+++ EXCERPTED RECORDS

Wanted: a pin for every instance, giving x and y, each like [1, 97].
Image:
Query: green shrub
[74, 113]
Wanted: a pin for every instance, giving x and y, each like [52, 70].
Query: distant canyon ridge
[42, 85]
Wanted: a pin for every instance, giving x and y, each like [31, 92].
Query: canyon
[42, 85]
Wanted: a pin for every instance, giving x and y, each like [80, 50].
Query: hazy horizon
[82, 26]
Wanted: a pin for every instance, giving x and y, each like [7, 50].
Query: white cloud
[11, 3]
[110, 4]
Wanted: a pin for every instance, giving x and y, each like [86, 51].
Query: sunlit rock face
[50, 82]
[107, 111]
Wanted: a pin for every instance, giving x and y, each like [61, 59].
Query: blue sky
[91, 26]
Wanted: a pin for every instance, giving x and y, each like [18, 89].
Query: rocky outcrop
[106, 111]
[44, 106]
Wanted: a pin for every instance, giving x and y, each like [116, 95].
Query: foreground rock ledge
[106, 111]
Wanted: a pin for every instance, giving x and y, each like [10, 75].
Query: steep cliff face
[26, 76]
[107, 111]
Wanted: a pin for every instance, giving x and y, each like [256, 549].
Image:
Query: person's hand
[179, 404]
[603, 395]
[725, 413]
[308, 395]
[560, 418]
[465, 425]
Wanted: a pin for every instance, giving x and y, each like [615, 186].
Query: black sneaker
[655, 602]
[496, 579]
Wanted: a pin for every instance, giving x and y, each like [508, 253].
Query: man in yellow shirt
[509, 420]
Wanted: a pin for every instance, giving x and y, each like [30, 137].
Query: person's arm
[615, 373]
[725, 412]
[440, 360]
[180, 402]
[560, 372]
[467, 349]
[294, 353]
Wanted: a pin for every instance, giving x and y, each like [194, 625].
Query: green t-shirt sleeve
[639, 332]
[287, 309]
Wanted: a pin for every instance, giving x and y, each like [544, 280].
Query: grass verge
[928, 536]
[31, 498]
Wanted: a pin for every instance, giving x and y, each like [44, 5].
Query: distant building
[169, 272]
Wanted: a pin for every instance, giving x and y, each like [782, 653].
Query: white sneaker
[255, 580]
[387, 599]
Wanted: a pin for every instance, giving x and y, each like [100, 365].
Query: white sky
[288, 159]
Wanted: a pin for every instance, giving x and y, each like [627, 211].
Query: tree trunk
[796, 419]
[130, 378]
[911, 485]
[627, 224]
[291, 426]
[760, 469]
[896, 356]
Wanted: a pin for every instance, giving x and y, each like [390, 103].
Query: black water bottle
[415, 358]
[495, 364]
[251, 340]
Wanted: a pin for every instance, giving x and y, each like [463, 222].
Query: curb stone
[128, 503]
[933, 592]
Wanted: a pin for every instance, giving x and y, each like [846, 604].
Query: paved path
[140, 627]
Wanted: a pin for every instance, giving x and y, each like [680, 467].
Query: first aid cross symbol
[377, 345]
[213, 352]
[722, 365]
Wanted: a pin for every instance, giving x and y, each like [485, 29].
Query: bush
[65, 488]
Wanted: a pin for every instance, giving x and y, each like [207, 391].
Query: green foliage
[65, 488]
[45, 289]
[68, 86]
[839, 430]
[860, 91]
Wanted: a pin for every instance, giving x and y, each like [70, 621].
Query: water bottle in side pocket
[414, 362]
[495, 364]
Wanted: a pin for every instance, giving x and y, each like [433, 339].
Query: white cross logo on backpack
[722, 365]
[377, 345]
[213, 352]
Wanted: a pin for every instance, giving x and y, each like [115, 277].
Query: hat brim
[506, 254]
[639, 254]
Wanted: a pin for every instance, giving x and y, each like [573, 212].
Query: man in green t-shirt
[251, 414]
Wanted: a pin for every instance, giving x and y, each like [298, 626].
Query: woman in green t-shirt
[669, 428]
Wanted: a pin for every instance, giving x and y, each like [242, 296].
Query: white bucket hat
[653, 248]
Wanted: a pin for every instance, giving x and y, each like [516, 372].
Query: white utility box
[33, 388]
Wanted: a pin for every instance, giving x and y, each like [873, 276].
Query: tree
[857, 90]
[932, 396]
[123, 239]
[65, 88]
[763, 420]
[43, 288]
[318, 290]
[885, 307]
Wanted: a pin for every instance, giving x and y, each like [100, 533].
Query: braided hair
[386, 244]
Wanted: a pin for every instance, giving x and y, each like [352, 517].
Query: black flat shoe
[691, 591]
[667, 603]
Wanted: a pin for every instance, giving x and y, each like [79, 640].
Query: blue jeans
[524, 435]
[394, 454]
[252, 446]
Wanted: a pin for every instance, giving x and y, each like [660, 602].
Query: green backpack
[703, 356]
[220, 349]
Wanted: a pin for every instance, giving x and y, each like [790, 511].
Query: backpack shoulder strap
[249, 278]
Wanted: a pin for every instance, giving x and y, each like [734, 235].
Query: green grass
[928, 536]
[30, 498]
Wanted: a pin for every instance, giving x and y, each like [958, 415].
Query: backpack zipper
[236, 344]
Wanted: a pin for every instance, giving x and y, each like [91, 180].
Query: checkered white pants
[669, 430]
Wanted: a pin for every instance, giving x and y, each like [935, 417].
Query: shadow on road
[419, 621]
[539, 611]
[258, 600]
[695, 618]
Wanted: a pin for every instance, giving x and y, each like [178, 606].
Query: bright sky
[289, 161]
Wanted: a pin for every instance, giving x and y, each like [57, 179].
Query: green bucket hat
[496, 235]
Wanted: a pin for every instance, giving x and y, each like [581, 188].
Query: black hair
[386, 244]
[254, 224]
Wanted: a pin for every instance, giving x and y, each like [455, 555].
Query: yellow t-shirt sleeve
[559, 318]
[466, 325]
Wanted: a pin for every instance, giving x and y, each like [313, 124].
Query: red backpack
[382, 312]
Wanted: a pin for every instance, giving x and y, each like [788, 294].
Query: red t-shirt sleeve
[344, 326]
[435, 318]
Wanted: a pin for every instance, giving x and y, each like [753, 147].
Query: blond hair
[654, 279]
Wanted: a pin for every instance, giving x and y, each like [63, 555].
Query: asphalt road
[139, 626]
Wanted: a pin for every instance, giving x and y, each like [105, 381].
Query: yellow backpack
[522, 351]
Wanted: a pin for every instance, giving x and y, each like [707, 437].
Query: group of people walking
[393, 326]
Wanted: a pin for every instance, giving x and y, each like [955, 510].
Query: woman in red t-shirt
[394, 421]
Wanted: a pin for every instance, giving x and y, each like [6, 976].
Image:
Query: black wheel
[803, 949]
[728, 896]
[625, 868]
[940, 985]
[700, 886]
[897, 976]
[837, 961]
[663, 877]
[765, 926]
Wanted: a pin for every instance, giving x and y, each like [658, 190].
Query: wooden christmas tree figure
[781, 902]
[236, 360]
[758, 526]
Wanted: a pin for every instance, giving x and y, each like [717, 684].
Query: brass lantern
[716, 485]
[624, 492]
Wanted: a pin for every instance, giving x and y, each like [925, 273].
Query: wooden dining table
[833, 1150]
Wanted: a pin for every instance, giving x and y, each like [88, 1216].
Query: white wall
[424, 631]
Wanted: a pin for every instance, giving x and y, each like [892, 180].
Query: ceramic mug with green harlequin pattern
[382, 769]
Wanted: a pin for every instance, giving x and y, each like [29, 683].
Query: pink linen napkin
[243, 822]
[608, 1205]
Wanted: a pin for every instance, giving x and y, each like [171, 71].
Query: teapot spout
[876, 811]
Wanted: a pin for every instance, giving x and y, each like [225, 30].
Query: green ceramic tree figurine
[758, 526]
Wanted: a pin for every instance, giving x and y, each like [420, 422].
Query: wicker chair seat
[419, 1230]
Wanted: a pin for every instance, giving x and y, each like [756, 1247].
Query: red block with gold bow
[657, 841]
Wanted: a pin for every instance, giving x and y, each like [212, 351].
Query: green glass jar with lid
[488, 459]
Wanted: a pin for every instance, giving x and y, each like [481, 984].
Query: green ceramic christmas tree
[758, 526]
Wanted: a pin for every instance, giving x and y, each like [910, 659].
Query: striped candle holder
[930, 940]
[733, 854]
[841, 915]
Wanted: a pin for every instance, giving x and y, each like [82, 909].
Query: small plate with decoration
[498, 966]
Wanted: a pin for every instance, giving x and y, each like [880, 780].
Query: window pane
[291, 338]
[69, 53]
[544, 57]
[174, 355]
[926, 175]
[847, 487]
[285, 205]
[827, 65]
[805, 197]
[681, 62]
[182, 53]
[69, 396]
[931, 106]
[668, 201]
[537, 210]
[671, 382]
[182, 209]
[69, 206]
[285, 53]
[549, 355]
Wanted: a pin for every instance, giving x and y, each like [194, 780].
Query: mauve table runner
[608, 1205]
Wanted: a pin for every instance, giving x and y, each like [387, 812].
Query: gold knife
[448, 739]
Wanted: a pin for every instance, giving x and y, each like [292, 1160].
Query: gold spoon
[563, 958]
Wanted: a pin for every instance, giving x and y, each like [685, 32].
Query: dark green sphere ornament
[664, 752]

++++++

AIM OF THE EXERCISE.
Give back exactly the lines of the listing above that run from the line with "Query: white sky" to the line with "like [207, 391].", inclusive.

SOLUTION FOR THIS PROBLEM.
Query: white sky
[288, 159]
Wanted: a pin for every instance, giving x and y, each like [627, 211].
Query: tree trunk
[796, 419]
[130, 378]
[911, 485]
[627, 224]
[291, 426]
[760, 469]
[896, 356]
Wanted: a pin for every instance, giving x and y, each like [390, 103].
Query: black water bottle
[415, 358]
[495, 364]
[251, 340]
Wanted: a pin for every instance, giving x and y, each like [463, 222].
Query: curb stone
[128, 503]
[933, 592]
Wanted: a pin for every instance, giving x and y, each like [846, 604].
Query: paved path
[140, 627]
Wanted: a pin for every instance, giving x and y, each like [680, 467].
Query: first aid cross symbol
[377, 345]
[213, 352]
[722, 365]
Wanted: a pin for every instance, giving x and y, each like [485, 29].
Query: bush
[65, 488]
Wanted: a pin for every instance, giving x and y, each like [207, 391].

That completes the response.